Exercise instructions:
Nothing in the records that follow should differ once you have copied them out.

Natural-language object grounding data
BEGIN

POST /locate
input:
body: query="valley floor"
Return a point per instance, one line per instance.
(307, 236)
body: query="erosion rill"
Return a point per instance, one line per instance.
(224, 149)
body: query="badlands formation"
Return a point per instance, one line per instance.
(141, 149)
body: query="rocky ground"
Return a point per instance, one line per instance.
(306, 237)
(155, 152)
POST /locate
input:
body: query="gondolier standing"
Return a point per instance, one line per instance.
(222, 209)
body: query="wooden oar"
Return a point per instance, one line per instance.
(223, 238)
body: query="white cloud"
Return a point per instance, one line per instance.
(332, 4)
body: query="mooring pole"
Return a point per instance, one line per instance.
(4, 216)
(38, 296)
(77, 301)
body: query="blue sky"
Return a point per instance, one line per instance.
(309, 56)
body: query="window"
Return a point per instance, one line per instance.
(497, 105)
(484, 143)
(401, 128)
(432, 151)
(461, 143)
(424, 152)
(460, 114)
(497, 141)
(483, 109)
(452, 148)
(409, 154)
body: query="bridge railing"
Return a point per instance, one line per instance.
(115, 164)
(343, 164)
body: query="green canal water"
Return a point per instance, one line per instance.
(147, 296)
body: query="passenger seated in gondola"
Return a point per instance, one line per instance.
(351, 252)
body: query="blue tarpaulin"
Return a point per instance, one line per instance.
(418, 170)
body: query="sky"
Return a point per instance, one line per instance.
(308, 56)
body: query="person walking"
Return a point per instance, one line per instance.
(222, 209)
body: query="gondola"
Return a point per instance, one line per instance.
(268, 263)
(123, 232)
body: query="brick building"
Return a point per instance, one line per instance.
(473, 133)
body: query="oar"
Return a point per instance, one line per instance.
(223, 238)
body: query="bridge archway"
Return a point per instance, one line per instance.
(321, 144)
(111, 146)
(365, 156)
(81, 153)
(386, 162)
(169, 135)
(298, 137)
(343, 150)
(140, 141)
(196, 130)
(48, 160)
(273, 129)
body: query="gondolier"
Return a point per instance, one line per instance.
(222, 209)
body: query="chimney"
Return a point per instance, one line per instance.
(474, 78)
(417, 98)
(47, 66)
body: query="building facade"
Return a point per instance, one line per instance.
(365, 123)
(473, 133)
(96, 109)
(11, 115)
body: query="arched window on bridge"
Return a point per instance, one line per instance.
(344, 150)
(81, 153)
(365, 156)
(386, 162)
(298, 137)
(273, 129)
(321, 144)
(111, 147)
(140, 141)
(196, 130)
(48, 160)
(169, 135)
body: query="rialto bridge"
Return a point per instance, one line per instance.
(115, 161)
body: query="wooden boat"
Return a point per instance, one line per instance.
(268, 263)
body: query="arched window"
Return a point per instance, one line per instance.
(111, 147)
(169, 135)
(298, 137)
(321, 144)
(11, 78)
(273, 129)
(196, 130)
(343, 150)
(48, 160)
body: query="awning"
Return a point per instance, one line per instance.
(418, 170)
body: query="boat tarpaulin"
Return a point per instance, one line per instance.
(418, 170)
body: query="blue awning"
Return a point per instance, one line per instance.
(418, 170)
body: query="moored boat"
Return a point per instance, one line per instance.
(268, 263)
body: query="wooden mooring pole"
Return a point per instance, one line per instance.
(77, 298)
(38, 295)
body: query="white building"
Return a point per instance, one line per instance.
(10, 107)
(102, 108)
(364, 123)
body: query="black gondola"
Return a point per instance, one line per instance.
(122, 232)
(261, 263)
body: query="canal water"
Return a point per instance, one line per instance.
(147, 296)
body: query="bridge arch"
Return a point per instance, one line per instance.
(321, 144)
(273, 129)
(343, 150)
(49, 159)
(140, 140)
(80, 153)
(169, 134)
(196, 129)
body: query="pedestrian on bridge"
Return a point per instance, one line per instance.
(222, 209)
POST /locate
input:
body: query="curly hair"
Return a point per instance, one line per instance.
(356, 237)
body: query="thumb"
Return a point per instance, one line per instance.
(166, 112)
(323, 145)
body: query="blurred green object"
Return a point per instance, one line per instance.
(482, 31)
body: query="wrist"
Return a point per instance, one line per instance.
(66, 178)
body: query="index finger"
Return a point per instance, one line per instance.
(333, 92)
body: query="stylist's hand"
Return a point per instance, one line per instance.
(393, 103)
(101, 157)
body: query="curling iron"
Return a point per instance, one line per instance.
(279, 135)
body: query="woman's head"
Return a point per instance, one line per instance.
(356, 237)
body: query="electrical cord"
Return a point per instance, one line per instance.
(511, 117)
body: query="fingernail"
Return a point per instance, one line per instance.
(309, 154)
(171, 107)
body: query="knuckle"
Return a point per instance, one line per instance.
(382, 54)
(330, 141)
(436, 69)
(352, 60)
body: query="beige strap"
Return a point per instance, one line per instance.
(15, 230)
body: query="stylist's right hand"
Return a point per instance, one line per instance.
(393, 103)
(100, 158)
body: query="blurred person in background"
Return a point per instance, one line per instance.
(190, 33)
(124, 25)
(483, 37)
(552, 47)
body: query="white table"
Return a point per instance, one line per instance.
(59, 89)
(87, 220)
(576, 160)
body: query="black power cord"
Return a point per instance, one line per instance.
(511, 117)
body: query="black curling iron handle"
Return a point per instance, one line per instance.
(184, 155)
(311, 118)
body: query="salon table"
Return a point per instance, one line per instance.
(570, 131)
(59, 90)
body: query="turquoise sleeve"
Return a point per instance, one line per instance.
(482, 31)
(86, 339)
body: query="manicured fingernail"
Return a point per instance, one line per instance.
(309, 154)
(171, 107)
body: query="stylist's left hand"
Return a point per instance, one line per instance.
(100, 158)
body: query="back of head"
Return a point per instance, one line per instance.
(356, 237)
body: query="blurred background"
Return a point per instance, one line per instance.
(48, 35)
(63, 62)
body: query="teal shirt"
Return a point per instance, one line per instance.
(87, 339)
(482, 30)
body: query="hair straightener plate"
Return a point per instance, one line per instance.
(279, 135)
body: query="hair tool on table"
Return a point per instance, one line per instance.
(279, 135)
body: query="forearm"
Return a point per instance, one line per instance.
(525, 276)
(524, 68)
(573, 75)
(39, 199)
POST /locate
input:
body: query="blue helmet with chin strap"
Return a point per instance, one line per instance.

END

Your response:
POST /locate
input:
body: query="valley floor"
Return a point per instance, one line per instance.
(307, 236)
body: query="erosion rill"
Return a point per instance, one line per instance.
(224, 149)
body: query="badlands formation"
Return a point per instance, one line per instance.
(141, 149)
body: query="rocky ground"
Return a point per instance, one line per instance.
(306, 237)
(155, 152)
POST /locate
input:
body: query="gondolier standing"
Return a point per instance, one line per instance.
(222, 209)
body: query="wooden oar"
Return a point per instance, one line per instance.
(223, 238)
body: query="white cloud"
Return a point per instance, one line per instance.
(332, 4)
body: query="mooring pole"
Return a point per instance, one line per instance.
(4, 216)
(38, 296)
(77, 301)
body: query="blue sky"
Return a point per instance, one line per instance.
(309, 56)
body: query="window"
Return a point per instance, one line per instance.
(497, 105)
(484, 143)
(401, 128)
(432, 151)
(461, 143)
(424, 152)
(460, 114)
(497, 141)
(483, 109)
(452, 148)
(409, 154)
body: query="bridge railing"
Return a point per instance, one line per instance.
(115, 164)
(343, 164)
body: query="green canal water"
Return a point per instance, one line per instance.
(147, 296)
body: query="passenger seated in gondola"
Return a point per instance, one line per instance.
(351, 252)
body: query="blue tarpaulin"
Return a point per instance, one line per instance.
(418, 170)
body: query="sky"
Return a point per instance, one line per instance.
(308, 56)
body: query="person walking"
Return a point per instance, one line per instance.
(222, 209)
body: query="gondola"
Return a point per instance, one line per instance.
(268, 263)
(123, 232)
body: query="brick building"
Return a point per instance, one line per instance.
(473, 133)
body: query="oar"
Return a point per instance, one line per instance.
(223, 238)
body: query="bridge archway"
Return a point per instance, one line per instance.
(321, 144)
(111, 146)
(365, 156)
(81, 153)
(386, 162)
(169, 135)
(298, 137)
(343, 150)
(140, 141)
(196, 130)
(48, 160)
(273, 129)
body: query="gondolier"
Return a point per instance, one line per instance.
(222, 209)
body: query="chimney"
Return a point per instance, one line per instance.
(474, 78)
(417, 98)
(47, 66)
body: query="building facade"
Return a point per instance, one line per instance.
(365, 123)
(473, 133)
(96, 109)
(11, 115)
body: query="arched window on bridge"
Return a point per instance, one line per instance.
(344, 150)
(81, 153)
(365, 156)
(386, 162)
(298, 137)
(273, 129)
(321, 144)
(111, 147)
(140, 141)
(196, 130)
(48, 160)
(169, 135)
body: query="rialto bridge"
Return a point per instance, one line per instance.
(115, 161)
body: query="wooden boat"
Return a point per instance, one line per instance.
(268, 263)
body: query="arched window"
Return a point per instance, one line per instance.
(111, 147)
(169, 135)
(298, 137)
(321, 144)
(11, 78)
(273, 129)
(196, 130)
(343, 150)
(48, 160)
body: query="awning"
Return a point per instance, one line per instance.
(418, 170)
body: query="boat tarpaulin"
Return a point per instance, one line per instance.
(418, 170)
body: query="blue awning"
Return a point per instance, one line per instance.
(418, 170)
body: query="moored boat"
Return a point per instance, one line per instance.
(268, 263)
body: query="wooden mooring pole"
Return a point per instance, one line per instance.
(77, 298)
(38, 295)
body: query="white building"
Return a point per instance, one line per instance.
(10, 107)
(102, 108)
(364, 123)
body: query="black gondola"
Return a point per instance, one line per instance.
(122, 232)
(261, 263)
body: query="canal water"
Return a point per instance, one line per instance.
(147, 296)
body: query="bridge arch"
Return a point per instance, one line per instance.
(321, 144)
(273, 129)
(343, 150)
(49, 159)
(140, 140)
(80, 153)
(169, 134)
(196, 129)
body: query="pedestrian on bridge"
Return a point per instance, one line per instance.
(222, 209)
POST /locate
input:
body: query="curly hair"
Return a point per instance, one line per instance.
(356, 237)
body: query="thumb"
Return a point per instance, one line per instance.
(166, 112)
(323, 145)
body: query="blurred green object"
Return a point per instance, one line per instance.
(482, 31)
body: query="wrist"
Return a point per instance, one line per instance.
(66, 178)
body: query="index finger"
Return a point per instance, one line per instance.
(333, 92)
body: query="stylist's hand"
Return a point per instance, one line per instance.
(393, 103)
(101, 157)
body: query="curling iron"
Return a point per instance, one line per instance.
(279, 135)
body: query="woman's head"
Return a point per instance, one line per instance.
(356, 237)
body: query="electrical cord"
Return a point per instance, one line per instance.
(511, 117)
body: query="fingernail"
Return a point per instance, one line per instance.
(309, 154)
(171, 107)
body: query="knuckle"
Return a point per instance, one line per instance.
(382, 54)
(330, 141)
(436, 69)
(352, 60)
body: query="beige strap"
Return a point per instance, one line per instance.
(15, 230)
body: query="stylist's right hand"
Return a point per instance, one line per instance.
(393, 103)
(100, 158)
body: query="blurred person in background"
Return a point per instance, one line per instance.
(190, 33)
(124, 25)
(483, 37)
(552, 47)
body: query="white table"
Return a point per instance, one line per instance.
(59, 89)
(87, 220)
(576, 160)
body: query="black power cord"
Return a point per instance, one line per instance.
(511, 117)
body: query="black curling iron handle"
Return a point per instance, one line per instance.
(184, 155)
(311, 118)
body: query="salon table"
Return a point per instance, one line per instance.
(570, 131)
(59, 90)
body: query="turquoise sleeve"
Return a point per instance, one line per instance.
(482, 31)
(86, 339)
body: query="manicured fingernail"
Return a point per instance, one line per instance.
(309, 154)
(171, 107)
body: query="stylist's left hand"
Return a point per instance, one line per instance.
(100, 158)
body: query="back of head"
Return a point per instance, one line per instance.
(356, 237)
body: query="blurred background"
Return a point per instance, one line per instance.
(48, 35)
(63, 62)
body: query="teal shirt"
Return a point per instance, one line per instance.
(87, 339)
(482, 30)
body: query="hair straightener plate"
Return a point per instance, one line per instance.
(279, 135)
body: query="hair tool on table"
Return a point per instance, one line per instance.
(279, 135)
body: query="forearm"
Return a point per instance, one line per instance.
(525, 276)
(524, 68)
(573, 75)
(39, 199)
POST /locate
input:
body: query="blue helmet with chin strap"
Return a point per instance, one line per instance.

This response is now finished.